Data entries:
|---|
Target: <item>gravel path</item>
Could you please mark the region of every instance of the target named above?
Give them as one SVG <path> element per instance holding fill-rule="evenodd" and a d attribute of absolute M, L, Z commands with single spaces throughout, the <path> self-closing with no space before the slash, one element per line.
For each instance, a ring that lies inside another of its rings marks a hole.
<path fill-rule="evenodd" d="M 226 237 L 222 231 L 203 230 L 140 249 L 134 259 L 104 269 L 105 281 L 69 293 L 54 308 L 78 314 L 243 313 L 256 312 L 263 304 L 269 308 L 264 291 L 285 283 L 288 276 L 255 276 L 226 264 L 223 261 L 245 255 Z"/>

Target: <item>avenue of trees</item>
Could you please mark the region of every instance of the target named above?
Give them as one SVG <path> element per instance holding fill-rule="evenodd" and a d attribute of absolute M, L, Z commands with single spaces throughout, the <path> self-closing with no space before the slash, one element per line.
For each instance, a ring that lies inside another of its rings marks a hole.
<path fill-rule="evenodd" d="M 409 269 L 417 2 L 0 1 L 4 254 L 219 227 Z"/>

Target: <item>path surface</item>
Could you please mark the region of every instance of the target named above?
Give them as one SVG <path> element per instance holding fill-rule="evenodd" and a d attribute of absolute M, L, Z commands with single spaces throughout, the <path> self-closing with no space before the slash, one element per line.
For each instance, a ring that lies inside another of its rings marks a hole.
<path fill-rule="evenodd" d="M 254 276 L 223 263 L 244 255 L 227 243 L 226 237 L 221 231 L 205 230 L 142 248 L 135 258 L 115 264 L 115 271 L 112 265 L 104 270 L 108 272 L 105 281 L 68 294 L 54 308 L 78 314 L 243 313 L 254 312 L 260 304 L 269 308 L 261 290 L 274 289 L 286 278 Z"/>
|---|
WHAT TO WORK ON = Please quote all of the data entries above, reproducing every line verbatim.

FULL RESPONSE =
Target: <item>gravel path</item>
Could you please mark the region of every instance of the target named above?
Give them as one SVG <path> element per instance holding fill-rule="evenodd" and a d attribute of absolute M, L, Z commands with single spaces throughout, the <path> self-closing with no space before the slash, one element per line.
For each instance, a ring that lies inside another of its rings marks a hole.
<path fill-rule="evenodd" d="M 226 237 L 222 231 L 203 230 L 140 249 L 134 259 L 104 269 L 105 281 L 69 293 L 54 308 L 78 314 L 243 313 L 256 312 L 263 304 L 269 308 L 264 291 L 285 283 L 288 276 L 255 276 L 226 264 L 223 261 L 245 255 Z"/>

Target: <item>avenue of trees</item>
Could you please mark the region of every instance of the target named above?
Give them as one SVG <path> element per instance holding fill-rule="evenodd" and a d attribute of absolute M, L, Z commands with single spaces throughout, the <path> self-closing with no space before the slash, one element per line.
For each instance, a ring that lies inside another of its rings marks a hole.
<path fill-rule="evenodd" d="M 409 269 L 417 2 L 0 1 L 4 254 L 219 227 Z"/>

Target: <item>path surface</item>
Could you please mark the region of every instance of the target named above?
Give them as one SVG <path> element per instance holding fill-rule="evenodd" and a d attribute of absolute M, L, Z commands with single spaces throughout, the <path> self-closing with no space before the slash, one element per line.
For each instance, a ring that lies inside another of its rings marks a hole.
<path fill-rule="evenodd" d="M 254 276 L 223 263 L 244 255 L 227 243 L 226 237 L 221 231 L 205 230 L 142 248 L 135 258 L 115 264 L 115 271 L 112 265 L 104 270 L 108 272 L 105 281 L 68 294 L 54 308 L 78 314 L 243 313 L 254 312 L 260 304 L 269 308 L 261 290 L 274 289 L 286 278 Z"/>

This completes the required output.